### Input data
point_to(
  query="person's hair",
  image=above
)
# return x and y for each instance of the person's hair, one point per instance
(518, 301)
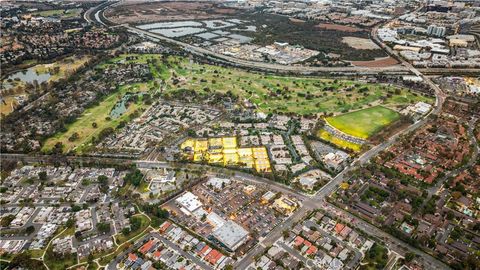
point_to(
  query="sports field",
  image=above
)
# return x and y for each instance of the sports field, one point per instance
(364, 123)
(324, 135)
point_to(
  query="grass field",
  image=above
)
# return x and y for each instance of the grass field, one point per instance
(270, 93)
(63, 13)
(65, 68)
(364, 123)
(98, 114)
(324, 135)
(275, 94)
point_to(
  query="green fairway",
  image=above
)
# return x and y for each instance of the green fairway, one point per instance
(99, 115)
(270, 94)
(276, 94)
(364, 123)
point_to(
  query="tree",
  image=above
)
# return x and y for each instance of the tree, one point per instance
(42, 176)
(409, 256)
(135, 223)
(30, 229)
(103, 227)
(7, 220)
(134, 177)
(103, 183)
(74, 137)
(23, 260)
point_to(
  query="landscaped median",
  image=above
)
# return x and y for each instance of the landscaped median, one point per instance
(363, 123)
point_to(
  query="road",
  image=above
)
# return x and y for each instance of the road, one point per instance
(309, 203)
(138, 243)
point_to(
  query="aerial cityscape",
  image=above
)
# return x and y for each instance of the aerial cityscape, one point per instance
(240, 134)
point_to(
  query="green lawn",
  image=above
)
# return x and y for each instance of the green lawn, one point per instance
(121, 238)
(364, 123)
(300, 95)
(375, 258)
(98, 114)
(271, 94)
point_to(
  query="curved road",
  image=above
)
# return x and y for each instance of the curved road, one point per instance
(318, 201)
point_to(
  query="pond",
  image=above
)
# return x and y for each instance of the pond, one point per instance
(27, 76)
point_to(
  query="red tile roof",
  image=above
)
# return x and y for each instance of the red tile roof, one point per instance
(312, 250)
(132, 257)
(339, 227)
(164, 226)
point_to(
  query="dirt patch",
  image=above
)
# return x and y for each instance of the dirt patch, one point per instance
(360, 43)
(136, 13)
(339, 27)
(296, 21)
(380, 62)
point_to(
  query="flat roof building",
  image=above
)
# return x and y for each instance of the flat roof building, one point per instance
(231, 235)
(189, 202)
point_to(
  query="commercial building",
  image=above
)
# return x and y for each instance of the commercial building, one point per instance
(231, 235)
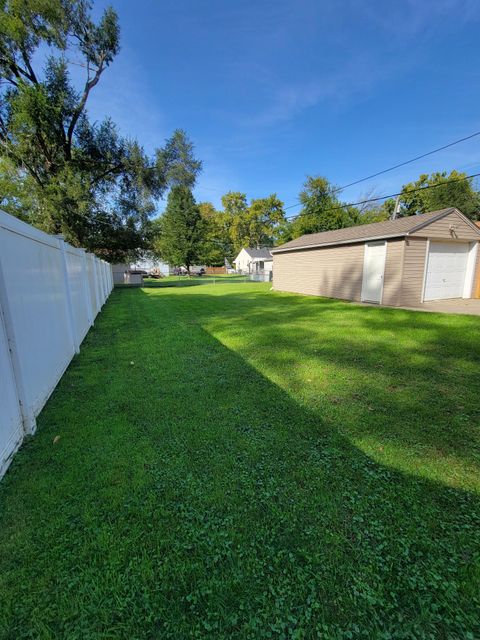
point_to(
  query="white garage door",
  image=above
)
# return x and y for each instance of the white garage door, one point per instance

### Problem details
An exact retyping of each record, with no pictures, is the answer required.

### Final answer
point_to(
  query="person's hair",
  image=above
)
# return x and y for each instance of the person's hair, one point per instance
(518, 301)
point_to(
  query="sports field",
  image=above
)
# return x and y for each instance of the sports field, one point per instance
(364, 123)
(324, 135)
point_to(
  query="grass field",
  image=above
)
# return x and y for each instance of the grass field, one point per instance
(270, 93)
(63, 13)
(65, 68)
(364, 123)
(98, 114)
(324, 135)
(275, 94)
point_to(
  query="green fairway",
  image=above
)
# return x and y for each instance of the green fairway, one point per instance
(99, 115)
(270, 94)
(276, 94)
(364, 123)
point_to(
  query="tree",
  image=above
)
# return x and y for each instance of the tree, one point per instance
(42, 176)
(409, 256)
(135, 223)
(30, 229)
(103, 227)
(7, 220)
(134, 177)
(103, 183)
(74, 137)
(23, 260)
point_to(
  query="landscaped median",
  image=above
)
# return x and y for each instance of the landscaped median, one point per instance
(363, 123)
point_to(
  query="road",
  image=above
)
# return x and y for each instance of the road, one point per instance
(309, 203)
(138, 243)
point_to(
  query="aerial cityscape",
  image=above
)
# return x and y for each instance of the aerial cityscape, one point per instance
(240, 134)
point_to(
  query="green lawn",
  image=above
)
# return x and y for each instance of the green lawn, one point per instance
(121, 238)
(364, 123)
(300, 95)
(375, 258)
(98, 114)
(271, 94)
point_to(
  query="curved road",
  image=above
)
# return x and y for each instance of the curved road, one point per instance
(318, 201)
point_to(
  query="pond",
  image=above
)
# return x and y for each instance of the pond, one point per instance
(27, 76)
point_to(
  query="red tile roof",
  image=above
)
# return x and y for each instance of the red tile roof, one point per instance
(312, 250)
(132, 257)
(339, 227)
(164, 226)
point_to(
  query="dirt patch",
  image=above
)
# return x and y for each instance of the dirt patch, one point per instance
(360, 43)
(136, 13)
(339, 27)
(296, 21)
(380, 62)
point_to(
  query="flat roof building",
  image=above
)
# return x and y for each instance of the flat roof building, one point per instance
(231, 235)
(189, 202)
point_to(
  query="commercial building",
  image=above
)
# return x and y for each instance of the commercial building, one point per instance
(231, 235)
point_to(
  query="white garage door",
  image=above
)
# return x and y for each instance of the white garage door, one point per instance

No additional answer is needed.